_WHAT TO WORK ON_. Please find the lines in the following records that hold "jacket", and copy them.

_RECORDS PROVIDED_.

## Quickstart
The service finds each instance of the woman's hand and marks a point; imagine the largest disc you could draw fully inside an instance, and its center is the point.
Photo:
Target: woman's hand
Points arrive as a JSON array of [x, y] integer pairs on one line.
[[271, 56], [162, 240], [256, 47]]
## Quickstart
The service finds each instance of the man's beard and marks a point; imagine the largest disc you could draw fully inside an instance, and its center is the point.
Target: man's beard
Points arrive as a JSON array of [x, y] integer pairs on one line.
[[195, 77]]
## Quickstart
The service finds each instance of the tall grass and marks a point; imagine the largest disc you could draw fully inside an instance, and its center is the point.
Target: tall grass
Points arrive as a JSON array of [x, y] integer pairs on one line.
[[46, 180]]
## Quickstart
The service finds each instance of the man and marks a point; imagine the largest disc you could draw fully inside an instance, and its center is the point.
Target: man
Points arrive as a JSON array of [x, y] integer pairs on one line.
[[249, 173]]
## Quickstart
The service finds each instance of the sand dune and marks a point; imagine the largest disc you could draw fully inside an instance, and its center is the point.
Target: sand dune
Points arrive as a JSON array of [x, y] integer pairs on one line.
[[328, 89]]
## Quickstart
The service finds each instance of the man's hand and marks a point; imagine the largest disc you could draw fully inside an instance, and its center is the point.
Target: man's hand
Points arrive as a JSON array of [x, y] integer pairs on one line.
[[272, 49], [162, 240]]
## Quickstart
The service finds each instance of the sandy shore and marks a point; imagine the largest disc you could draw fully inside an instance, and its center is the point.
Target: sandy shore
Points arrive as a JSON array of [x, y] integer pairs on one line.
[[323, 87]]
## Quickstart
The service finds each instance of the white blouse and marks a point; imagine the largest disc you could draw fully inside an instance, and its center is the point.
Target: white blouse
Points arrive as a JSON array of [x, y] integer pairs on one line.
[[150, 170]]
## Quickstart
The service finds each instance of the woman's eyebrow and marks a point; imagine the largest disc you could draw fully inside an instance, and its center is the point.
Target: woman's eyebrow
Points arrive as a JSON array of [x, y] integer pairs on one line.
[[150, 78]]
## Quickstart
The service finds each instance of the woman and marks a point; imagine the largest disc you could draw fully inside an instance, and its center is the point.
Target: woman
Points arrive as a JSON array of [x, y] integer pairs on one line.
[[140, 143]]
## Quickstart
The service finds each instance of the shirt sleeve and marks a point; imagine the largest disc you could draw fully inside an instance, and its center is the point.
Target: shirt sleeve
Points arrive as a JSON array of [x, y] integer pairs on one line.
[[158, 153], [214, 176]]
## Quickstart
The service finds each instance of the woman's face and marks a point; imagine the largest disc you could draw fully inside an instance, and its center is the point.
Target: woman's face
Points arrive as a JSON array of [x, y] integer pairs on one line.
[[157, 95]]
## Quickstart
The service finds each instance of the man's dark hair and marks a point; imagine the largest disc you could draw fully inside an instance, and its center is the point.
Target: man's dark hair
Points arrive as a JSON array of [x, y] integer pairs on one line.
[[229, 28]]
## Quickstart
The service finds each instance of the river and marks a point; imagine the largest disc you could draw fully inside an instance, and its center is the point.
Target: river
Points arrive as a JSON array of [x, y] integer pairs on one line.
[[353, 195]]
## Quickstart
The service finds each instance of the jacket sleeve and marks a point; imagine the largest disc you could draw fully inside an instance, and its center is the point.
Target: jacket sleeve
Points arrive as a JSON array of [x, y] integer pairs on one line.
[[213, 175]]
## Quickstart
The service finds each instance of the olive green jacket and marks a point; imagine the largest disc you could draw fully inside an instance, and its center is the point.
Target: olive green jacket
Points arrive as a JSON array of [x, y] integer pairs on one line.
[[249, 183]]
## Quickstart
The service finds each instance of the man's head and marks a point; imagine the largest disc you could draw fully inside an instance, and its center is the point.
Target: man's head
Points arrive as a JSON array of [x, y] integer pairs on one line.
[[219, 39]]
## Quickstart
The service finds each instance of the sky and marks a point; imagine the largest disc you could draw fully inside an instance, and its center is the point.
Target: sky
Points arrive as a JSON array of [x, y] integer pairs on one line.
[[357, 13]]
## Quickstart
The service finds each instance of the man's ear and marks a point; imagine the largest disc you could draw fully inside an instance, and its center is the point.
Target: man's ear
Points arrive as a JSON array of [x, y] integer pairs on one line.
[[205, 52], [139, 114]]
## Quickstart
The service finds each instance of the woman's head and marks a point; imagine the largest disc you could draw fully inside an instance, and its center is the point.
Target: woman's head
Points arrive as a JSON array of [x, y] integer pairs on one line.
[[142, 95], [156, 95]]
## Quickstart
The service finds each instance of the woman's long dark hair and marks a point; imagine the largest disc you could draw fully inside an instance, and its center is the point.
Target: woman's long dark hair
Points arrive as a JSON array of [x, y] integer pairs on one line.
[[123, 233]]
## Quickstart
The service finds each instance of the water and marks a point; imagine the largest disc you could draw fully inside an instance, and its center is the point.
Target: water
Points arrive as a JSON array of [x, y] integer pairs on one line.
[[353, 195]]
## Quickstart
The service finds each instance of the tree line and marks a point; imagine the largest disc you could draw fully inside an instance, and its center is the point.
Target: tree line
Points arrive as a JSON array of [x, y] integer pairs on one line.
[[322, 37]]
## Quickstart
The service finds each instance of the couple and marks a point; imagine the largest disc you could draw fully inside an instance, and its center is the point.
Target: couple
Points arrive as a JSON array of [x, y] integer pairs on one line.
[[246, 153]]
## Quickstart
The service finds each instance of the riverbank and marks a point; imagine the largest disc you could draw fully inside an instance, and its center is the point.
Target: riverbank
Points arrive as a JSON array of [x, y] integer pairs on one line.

_RESULT_.
The service finds each instance of the jacket sleeve and marks a point; imagine the largest disc you could draw fully inside an instance, and its center is the point.
Target: jacket sleeve
The service finds each instance of the olive green jacket and marks a point; imagine the largest disc you could draw fully inside an instance, and its center is the point.
Target: olive green jacket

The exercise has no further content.